EXTRACTED MATERIAL:
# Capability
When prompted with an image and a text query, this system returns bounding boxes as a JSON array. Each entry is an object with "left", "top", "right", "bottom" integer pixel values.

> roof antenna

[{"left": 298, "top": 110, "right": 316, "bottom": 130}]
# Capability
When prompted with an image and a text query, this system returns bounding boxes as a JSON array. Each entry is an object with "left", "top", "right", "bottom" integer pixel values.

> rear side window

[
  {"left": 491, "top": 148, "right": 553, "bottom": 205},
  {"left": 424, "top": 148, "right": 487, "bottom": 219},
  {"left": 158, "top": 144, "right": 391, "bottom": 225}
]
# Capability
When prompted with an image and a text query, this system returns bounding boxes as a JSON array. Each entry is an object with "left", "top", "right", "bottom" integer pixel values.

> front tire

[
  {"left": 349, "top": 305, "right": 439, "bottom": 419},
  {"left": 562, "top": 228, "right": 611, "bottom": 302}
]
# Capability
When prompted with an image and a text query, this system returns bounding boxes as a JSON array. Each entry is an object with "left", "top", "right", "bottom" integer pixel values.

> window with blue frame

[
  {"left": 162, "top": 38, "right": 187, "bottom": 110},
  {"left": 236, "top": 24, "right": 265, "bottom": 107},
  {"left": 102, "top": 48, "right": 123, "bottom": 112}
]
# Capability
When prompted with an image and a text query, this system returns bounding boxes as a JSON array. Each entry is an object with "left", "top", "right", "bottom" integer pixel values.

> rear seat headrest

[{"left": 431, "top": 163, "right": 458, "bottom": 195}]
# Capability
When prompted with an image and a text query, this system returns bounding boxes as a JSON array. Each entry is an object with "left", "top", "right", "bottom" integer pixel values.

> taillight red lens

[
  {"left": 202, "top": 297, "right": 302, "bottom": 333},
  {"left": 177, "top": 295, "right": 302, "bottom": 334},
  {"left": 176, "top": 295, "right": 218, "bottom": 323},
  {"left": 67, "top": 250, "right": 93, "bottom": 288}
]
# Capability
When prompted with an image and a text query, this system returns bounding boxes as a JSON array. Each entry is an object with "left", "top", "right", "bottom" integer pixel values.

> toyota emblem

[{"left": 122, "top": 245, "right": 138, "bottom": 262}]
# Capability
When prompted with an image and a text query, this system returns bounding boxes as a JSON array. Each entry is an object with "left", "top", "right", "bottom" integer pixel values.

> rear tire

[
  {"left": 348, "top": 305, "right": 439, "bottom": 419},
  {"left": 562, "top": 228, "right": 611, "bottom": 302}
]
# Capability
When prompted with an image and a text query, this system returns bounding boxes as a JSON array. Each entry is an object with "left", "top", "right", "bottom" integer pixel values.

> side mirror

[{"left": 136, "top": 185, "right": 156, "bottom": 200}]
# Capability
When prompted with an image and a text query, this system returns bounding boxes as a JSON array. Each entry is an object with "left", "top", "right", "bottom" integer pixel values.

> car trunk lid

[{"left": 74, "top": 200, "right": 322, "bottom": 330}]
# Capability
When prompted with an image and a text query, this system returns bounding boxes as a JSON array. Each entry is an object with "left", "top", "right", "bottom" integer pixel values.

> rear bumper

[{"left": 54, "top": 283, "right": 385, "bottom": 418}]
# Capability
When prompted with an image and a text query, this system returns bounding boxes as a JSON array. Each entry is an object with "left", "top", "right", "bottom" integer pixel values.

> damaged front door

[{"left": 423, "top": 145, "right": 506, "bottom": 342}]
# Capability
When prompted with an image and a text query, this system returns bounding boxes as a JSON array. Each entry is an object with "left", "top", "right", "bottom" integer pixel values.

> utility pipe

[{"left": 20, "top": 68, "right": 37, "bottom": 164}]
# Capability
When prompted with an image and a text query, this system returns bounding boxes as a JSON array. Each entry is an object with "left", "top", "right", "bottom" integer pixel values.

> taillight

GIVEN EXERCISE: Gather every line of the records above that contains the word "rear", copying each in full. Case counts.

FINAL ANSWER:
> rear side window
> rear seat headrest
> rear tire
> rear bumper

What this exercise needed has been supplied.